- **INFORMATION SHOWN**:
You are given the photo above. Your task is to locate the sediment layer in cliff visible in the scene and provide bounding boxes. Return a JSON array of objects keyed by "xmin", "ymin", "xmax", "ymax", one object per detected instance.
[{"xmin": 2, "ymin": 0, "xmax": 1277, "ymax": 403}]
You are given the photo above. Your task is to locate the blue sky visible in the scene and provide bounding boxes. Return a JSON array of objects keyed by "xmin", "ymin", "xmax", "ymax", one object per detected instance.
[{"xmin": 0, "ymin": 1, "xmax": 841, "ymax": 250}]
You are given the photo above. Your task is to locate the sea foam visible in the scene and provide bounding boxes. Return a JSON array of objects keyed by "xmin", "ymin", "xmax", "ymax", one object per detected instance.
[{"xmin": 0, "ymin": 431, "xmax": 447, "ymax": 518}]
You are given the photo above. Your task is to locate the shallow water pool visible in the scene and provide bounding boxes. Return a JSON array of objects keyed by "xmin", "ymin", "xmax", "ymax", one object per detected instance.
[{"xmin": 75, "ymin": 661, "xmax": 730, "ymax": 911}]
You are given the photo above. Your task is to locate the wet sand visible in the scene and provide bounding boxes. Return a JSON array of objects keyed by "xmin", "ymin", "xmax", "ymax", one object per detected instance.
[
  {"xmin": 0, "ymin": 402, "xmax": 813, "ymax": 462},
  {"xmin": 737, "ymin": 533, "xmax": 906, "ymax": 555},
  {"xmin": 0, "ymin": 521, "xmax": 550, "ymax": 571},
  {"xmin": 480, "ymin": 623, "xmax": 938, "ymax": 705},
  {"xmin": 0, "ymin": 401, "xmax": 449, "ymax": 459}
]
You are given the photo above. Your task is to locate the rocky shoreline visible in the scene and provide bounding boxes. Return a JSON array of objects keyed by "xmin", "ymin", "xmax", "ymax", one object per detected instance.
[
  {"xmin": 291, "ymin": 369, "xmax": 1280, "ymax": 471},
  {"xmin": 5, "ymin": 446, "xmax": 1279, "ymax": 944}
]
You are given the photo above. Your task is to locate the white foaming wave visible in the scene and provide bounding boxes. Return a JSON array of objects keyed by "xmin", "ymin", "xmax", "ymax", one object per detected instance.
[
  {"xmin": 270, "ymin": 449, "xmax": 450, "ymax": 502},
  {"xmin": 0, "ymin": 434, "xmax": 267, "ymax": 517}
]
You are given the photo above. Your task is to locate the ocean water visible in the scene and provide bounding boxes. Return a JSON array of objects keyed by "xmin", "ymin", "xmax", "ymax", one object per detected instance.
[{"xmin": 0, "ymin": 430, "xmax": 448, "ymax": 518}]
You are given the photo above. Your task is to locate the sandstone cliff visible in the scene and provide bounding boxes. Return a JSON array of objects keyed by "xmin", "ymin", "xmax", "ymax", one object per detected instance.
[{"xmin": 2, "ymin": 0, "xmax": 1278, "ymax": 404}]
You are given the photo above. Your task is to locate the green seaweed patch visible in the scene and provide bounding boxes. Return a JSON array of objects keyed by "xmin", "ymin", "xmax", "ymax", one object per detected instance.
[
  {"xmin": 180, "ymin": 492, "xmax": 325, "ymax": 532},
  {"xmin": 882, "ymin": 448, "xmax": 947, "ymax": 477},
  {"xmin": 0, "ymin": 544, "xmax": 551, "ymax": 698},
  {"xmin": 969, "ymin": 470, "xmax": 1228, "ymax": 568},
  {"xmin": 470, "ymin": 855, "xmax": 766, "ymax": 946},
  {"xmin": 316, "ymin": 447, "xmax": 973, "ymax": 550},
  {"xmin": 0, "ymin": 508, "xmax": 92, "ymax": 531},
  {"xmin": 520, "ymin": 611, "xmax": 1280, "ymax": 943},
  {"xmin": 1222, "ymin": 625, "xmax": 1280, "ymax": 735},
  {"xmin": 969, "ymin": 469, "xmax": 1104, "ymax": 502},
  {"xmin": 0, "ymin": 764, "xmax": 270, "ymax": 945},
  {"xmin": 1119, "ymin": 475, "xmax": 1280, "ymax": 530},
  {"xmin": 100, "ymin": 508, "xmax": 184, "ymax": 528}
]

- **WHAT IS NEEDED**: Output an exact copy of each record.

- **FINAL ANSWER**:
You are given the photo above. Your task is to locate the sediment layer in cliff visible in the scene and provide bounding boxes. Return a JSON array of objects keyed by "xmin", "ymin", "xmax", "ymax", one object per detected instance.
[{"xmin": 2, "ymin": 0, "xmax": 1277, "ymax": 403}]
You are given the photo above. Your task is to locate the blue sky visible in the scene and provide bounding boxes. Return a JSON array of objects keyed by "xmin", "ymin", "xmax", "ymax", one object per detected instance.
[{"xmin": 0, "ymin": 1, "xmax": 841, "ymax": 250}]
You are given the photo above. Your task is to locate the sea foam visible in the scene and provide bounding boxes. Return a JSON array of objects keyed by "xmin", "ymin", "xmax", "ymax", one object per detected instance.
[{"xmin": 0, "ymin": 431, "xmax": 447, "ymax": 518}]
You are given the photo above. Your task is to locate the shallow water pool visible in the scene and provide bounding boxes. Return a JSON array of objects keyed by "xmin", "ymin", "xmax", "ymax", one object per detected instance.
[{"xmin": 75, "ymin": 661, "xmax": 730, "ymax": 911}]
You are given the photo above. Your task is to locate the wet sand visible in the scene and provide bounding boxes. Return a JSON array of objects keyed by "xmin", "ymin", "xmax", "ymax", one object per detected instance.
[
  {"xmin": 0, "ymin": 402, "xmax": 813, "ymax": 462},
  {"xmin": 737, "ymin": 533, "xmax": 906, "ymax": 555},
  {"xmin": 0, "ymin": 521, "xmax": 550, "ymax": 571},
  {"xmin": 480, "ymin": 623, "xmax": 938, "ymax": 705},
  {"xmin": 0, "ymin": 401, "xmax": 449, "ymax": 459}
]
You are given the photo above. Your task is to locate the rocky shoreline visible in the scene and provide bounding boxes. Return a JSON array of objects keyed by "xmin", "ymin", "xmax", "ymax", one object per detected instance.
[
  {"xmin": 291, "ymin": 369, "xmax": 1280, "ymax": 471},
  {"xmin": 5, "ymin": 446, "xmax": 1279, "ymax": 944}
]
You are given the photo above. Your task is to locate the white foaming wave visible in the scene and provide bounding boxes. Return a JSON array of objects keyed by "xmin", "ymin", "xmax", "ymax", one object per detected instance.
[
  {"xmin": 270, "ymin": 449, "xmax": 450, "ymax": 502},
  {"xmin": 0, "ymin": 434, "xmax": 267, "ymax": 517}
]
You are given the photo above. Your task is to locate the ocean water visible in the scene and provide bounding boxes. Return a JSON array of objects keyed by "xmin", "ymin", "xmax", "ymax", one object per detected instance.
[{"xmin": 0, "ymin": 430, "xmax": 448, "ymax": 518}]
You are given the photo above. Your task is to locate the sandstone cliff visible in the scene and provide bounding boxes. Return a JSON array of objects keyed by "xmin", "ymin", "xmax", "ymax", one object per detected instance.
[{"xmin": 2, "ymin": 0, "xmax": 1278, "ymax": 404}]
You are given the photo above. Your task is to locate the green seaweed patch visible in the scene and provide bounding boxes. Return a JSON array of objects keyed by "xmin", "ymin", "xmax", "ymax", one object per detected instance.
[
  {"xmin": 180, "ymin": 492, "xmax": 325, "ymax": 532},
  {"xmin": 882, "ymin": 448, "xmax": 947, "ymax": 477},
  {"xmin": 0, "ymin": 544, "xmax": 551, "ymax": 698},
  {"xmin": 969, "ymin": 470, "xmax": 1228, "ymax": 568},
  {"xmin": 470, "ymin": 855, "xmax": 766, "ymax": 946},
  {"xmin": 316, "ymin": 447, "xmax": 973, "ymax": 550},
  {"xmin": 0, "ymin": 508, "xmax": 92, "ymax": 531},
  {"xmin": 520, "ymin": 611, "xmax": 1280, "ymax": 943},
  {"xmin": 1222, "ymin": 625, "xmax": 1280, "ymax": 735},
  {"xmin": 969, "ymin": 469, "xmax": 1104, "ymax": 502},
  {"xmin": 0, "ymin": 764, "xmax": 270, "ymax": 945},
  {"xmin": 1119, "ymin": 475, "xmax": 1280, "ymax": 530},
  {"xmin": 100, "ymin": 508, "xmax": 184, "ymax": 528}
]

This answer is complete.